## Übungstext
Die schönsten Weihnachtsfeste erlebte ich in den Jahren 1958 bis
1961.
Damals
gehörte ich einem semiprofessionellen Chor an. Wir nannten uns die
"Tegeler Singemädel", und wir waren gut. Wie waren sogar
sehr gut. Und darum waren wir in der Weihnachtszeit komplett ausgebucht.
Auf bis zu drei Weihnachtsfeiern am Tag haben wir gesungen, a capella,
ein wechselndes, den jeweiligen Verhältnissen angepaßtes Programm
- was Rührseliges für die Alten, was Lustiges für die Kinder,
was Klassisches für Lehrer, Politiker und Freimaurer. Wir lernten
Garderoben kennen, die diesen Namen wirklich nicht verdienten, holten
uns Erkältungen auf zugigen Minibühnen und wurden mit Kakao
und Kuchen bewirtet, bis sie uns zu den Ohren rauskamen. Und so gut wie
immer gab man uns auch noch Tüten voller Süßigkeiten mit
auf den Weg.

## Aufgabe
Übersetze den Satz „Und darum waren wir in der Weihnachtszeit komplett ausgebucht.“ aus dem Text über den Chor ins Englische.

Gespeicherte Dateneinträge
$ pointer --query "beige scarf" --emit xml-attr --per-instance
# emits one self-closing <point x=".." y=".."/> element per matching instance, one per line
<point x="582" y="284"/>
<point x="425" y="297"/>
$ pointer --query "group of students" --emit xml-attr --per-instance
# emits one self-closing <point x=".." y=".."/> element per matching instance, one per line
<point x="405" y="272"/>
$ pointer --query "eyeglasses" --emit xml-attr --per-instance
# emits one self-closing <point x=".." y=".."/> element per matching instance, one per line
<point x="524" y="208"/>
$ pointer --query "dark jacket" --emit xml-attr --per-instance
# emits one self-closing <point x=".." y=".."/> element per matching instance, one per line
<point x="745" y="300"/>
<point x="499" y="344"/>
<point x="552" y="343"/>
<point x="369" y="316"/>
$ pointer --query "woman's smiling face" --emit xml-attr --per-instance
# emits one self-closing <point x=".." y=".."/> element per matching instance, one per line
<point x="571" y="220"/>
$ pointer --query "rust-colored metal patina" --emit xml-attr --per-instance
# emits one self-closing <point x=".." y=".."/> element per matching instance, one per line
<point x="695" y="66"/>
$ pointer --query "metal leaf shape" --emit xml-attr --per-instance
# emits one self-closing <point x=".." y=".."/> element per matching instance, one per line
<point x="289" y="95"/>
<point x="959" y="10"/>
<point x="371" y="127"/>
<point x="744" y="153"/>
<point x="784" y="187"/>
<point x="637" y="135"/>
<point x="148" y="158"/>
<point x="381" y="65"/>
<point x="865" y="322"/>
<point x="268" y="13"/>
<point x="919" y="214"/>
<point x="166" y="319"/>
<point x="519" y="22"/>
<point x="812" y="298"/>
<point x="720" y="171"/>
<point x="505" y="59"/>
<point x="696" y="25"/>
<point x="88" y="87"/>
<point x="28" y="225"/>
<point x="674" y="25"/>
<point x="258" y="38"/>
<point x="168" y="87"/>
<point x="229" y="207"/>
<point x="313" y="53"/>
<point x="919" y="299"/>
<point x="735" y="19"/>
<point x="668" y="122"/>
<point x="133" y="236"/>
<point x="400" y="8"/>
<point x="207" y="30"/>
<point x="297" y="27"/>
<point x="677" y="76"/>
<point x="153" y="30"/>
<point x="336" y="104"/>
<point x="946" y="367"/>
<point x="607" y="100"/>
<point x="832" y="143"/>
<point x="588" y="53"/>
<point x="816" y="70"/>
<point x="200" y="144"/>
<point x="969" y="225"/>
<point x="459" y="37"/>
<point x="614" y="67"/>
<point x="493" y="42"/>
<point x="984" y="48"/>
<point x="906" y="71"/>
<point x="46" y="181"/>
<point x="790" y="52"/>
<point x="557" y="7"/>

## Lösung
And that is why we were fully booked during the Christmas season.